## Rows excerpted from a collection

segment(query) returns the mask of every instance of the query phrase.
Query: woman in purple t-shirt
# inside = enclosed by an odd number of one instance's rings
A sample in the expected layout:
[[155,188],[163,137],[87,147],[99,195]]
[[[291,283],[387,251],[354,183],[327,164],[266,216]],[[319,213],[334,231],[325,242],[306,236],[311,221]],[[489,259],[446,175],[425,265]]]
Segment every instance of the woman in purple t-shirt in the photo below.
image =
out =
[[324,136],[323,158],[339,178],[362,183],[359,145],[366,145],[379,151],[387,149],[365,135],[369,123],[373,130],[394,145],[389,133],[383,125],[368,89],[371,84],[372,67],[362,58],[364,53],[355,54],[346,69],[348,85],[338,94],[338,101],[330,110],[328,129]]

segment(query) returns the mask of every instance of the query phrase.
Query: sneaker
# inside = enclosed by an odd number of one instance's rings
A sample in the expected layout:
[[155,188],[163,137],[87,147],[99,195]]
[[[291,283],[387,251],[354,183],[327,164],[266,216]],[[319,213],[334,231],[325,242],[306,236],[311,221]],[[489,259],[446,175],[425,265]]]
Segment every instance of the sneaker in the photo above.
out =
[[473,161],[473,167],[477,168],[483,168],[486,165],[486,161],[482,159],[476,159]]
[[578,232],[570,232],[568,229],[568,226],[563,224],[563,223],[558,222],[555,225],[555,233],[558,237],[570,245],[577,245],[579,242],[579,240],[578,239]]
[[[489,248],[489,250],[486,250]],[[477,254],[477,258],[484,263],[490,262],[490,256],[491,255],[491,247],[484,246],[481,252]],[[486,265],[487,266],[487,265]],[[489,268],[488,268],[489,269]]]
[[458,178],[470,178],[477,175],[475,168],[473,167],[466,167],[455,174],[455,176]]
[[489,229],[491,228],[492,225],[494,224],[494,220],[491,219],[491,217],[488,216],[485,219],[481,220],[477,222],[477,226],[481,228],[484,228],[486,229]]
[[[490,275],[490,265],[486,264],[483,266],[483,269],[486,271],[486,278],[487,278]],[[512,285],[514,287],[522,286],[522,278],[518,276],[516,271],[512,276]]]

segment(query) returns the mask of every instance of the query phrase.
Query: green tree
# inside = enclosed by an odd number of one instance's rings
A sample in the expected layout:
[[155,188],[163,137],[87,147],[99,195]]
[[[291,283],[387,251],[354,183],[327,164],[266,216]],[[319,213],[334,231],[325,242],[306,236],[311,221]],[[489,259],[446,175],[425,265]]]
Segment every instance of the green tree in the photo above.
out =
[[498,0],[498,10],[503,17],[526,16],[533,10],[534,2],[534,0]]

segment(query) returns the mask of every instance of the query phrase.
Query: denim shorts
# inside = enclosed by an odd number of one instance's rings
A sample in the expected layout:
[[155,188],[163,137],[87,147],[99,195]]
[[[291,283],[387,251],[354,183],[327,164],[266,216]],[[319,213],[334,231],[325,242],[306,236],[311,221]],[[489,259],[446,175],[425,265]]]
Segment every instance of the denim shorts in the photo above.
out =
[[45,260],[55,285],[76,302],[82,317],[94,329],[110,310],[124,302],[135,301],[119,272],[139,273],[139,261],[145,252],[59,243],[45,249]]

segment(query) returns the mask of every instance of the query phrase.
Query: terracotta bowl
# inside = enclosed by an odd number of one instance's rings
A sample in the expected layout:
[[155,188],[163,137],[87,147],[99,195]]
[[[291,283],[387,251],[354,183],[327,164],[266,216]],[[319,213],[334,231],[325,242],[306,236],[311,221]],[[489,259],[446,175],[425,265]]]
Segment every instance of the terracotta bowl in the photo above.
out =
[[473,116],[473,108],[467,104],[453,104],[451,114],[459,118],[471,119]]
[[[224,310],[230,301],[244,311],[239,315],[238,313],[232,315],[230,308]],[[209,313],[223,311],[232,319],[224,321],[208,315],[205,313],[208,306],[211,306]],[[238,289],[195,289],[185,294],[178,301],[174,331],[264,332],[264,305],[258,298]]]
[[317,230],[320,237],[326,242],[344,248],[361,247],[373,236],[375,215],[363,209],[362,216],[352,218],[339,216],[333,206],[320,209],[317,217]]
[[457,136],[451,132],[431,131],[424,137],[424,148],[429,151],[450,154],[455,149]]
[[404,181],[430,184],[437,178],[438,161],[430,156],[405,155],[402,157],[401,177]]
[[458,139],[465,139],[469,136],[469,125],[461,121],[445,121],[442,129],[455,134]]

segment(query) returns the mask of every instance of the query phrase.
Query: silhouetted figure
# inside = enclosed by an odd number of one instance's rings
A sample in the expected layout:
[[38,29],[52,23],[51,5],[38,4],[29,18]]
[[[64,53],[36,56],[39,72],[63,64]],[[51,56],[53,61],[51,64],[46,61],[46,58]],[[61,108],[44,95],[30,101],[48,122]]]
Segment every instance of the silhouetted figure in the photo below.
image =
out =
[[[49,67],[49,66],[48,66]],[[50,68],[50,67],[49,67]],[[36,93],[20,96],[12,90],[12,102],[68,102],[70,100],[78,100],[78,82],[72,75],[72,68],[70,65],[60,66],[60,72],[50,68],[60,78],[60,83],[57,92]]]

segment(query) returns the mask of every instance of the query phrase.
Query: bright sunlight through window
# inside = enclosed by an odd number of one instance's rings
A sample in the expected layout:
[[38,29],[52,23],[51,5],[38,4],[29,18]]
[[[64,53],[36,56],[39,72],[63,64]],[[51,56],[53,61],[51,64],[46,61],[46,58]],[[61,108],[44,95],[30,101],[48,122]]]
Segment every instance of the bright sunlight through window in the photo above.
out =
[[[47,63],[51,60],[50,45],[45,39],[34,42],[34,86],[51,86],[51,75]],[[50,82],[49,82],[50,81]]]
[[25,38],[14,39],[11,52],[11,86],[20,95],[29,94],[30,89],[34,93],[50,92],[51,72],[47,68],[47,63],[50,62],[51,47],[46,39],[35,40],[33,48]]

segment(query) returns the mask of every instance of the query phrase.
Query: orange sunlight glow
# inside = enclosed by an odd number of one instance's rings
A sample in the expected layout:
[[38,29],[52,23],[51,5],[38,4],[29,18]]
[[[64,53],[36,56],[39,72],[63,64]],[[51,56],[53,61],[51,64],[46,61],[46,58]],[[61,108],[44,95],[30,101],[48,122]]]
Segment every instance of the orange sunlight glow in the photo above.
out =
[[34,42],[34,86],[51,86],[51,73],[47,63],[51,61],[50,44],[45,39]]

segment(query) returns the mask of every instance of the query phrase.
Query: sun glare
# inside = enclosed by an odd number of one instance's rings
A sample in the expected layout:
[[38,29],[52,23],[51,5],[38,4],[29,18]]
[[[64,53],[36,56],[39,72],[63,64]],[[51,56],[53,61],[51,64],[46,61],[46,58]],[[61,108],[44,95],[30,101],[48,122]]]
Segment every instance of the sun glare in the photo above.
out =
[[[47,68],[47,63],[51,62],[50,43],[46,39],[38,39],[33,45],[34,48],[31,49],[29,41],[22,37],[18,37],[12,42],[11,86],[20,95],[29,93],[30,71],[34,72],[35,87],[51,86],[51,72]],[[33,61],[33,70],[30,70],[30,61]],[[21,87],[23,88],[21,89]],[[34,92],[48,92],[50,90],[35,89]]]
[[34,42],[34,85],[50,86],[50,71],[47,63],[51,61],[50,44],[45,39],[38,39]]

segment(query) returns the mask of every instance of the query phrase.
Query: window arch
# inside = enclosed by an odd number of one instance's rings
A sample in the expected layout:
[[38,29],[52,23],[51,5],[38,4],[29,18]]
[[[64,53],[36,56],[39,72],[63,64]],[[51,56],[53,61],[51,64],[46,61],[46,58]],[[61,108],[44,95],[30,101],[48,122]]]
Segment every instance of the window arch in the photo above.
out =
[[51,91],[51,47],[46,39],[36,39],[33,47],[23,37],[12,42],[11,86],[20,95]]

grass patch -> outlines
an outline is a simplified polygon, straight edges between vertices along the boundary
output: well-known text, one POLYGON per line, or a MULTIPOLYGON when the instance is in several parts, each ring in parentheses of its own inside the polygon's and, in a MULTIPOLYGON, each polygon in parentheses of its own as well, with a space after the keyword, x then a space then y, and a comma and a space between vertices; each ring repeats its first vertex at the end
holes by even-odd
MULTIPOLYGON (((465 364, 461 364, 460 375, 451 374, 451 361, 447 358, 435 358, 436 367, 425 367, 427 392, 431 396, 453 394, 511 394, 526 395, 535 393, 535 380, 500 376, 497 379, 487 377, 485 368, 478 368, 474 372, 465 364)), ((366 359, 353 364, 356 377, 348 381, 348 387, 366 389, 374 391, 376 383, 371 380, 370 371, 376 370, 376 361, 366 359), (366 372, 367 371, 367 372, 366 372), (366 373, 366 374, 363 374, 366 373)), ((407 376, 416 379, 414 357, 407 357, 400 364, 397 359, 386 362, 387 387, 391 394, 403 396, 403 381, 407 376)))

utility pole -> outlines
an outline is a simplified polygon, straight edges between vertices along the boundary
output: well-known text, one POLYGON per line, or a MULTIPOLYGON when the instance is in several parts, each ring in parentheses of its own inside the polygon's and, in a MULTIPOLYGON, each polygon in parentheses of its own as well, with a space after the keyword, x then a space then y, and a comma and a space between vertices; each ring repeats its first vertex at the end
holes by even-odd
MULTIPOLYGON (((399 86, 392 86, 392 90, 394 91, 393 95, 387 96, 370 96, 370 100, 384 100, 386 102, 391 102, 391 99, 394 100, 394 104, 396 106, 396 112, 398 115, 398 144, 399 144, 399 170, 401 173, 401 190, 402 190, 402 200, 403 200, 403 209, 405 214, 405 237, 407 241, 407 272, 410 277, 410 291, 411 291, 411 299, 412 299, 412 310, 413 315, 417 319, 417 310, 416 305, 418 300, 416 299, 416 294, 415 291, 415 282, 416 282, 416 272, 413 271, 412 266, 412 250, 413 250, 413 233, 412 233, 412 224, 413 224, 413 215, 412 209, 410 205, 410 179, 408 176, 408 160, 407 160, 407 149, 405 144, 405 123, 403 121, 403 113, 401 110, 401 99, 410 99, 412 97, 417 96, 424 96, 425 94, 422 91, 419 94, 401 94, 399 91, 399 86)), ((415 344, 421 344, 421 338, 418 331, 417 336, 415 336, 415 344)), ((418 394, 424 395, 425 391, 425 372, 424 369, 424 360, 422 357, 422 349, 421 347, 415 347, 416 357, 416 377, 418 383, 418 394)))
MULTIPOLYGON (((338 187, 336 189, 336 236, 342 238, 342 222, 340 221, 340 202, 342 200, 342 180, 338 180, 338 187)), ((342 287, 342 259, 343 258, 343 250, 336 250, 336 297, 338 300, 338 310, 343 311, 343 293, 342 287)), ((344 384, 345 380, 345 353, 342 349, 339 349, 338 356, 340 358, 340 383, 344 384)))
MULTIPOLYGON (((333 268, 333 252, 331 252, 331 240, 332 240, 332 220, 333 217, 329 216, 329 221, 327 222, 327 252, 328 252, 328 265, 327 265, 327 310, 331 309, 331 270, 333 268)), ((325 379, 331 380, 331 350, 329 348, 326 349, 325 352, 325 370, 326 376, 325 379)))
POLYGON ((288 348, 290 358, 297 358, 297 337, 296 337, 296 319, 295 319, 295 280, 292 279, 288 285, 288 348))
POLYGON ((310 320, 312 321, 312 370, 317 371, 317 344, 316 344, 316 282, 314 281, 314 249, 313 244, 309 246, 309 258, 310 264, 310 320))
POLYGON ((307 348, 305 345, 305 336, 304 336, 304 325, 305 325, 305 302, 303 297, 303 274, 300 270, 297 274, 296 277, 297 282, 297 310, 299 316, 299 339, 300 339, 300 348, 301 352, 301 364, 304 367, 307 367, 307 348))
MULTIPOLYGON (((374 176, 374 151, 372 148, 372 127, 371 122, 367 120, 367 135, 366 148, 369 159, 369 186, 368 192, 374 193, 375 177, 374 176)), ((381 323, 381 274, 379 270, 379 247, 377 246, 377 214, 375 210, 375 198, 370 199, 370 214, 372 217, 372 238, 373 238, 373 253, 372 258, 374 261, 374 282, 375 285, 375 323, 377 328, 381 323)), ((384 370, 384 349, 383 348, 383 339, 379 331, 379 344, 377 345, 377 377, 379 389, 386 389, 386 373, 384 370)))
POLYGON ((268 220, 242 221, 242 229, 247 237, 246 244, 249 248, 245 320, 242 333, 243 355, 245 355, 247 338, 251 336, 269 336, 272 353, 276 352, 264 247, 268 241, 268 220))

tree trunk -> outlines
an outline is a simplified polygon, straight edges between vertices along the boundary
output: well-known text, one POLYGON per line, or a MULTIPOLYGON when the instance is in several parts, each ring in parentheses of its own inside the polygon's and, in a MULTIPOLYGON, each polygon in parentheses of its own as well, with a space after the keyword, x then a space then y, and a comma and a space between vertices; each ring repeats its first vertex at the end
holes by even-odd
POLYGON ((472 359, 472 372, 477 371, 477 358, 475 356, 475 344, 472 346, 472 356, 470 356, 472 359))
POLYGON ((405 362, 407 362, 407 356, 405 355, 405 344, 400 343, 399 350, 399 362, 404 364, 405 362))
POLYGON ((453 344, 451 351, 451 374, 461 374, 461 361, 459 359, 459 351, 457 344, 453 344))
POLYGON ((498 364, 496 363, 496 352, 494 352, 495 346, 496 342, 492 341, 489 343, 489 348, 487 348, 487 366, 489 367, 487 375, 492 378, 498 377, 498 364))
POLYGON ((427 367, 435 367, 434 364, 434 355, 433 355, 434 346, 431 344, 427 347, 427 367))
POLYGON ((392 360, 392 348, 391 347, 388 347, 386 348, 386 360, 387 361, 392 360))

## WHAT THE EXERCISE ASKS
Output the lines above word for word, beginning at the line that contains "tree trunk -> outlines" and ending with the last row.

## FINAL RESULT
tree trunk -> outlines
an outline is a simplified polygon, straight edges between vertices along the boundary
output: well-known text, one POLYGON per line, or a MULTIPOLYGON when the instance is in several parts, each ring in parentheses of its own inside the polygon's and, in a MULTIPOLYGON, each polygon in parentheses of its own as well, with a space after the keyword, x then a space then y, and a comma and a space between vertices; each ring repeats its first vertex at the end
holes by even-odd
POLYGON ((472 359, 472 372, 477 371, 477 358, 475 356, 475 344, 472 346, 472 356, 470 356, 472 359))
POLYGON ((405 362, 407 362, 407 356, 405 355, 405 344, 400 343, 399 350, 399 362, 404 364, 405 362))
POLYGON ((453 344, 451 351, 451 374, 461 374, 461 361, 459 359, 459 351, 457 344, 453 344))
POLYGON ((498 364, 496 363, 496 352, 494 352, 495 346, 496 342, 492 341, 489 343, 489 348, 487 348, 487 366, 489 367, 487 375, 492 378, 498 377, 498 364))
POLYGON ((427 367, 435 367, 434 364, 434 355, 433 355, 434 346, 431 344, 427 347, 427 367))
POLYGON ((392 360, 392 348, 391 347, 388 347, 386 348, 386 360, 387 361, 392 360))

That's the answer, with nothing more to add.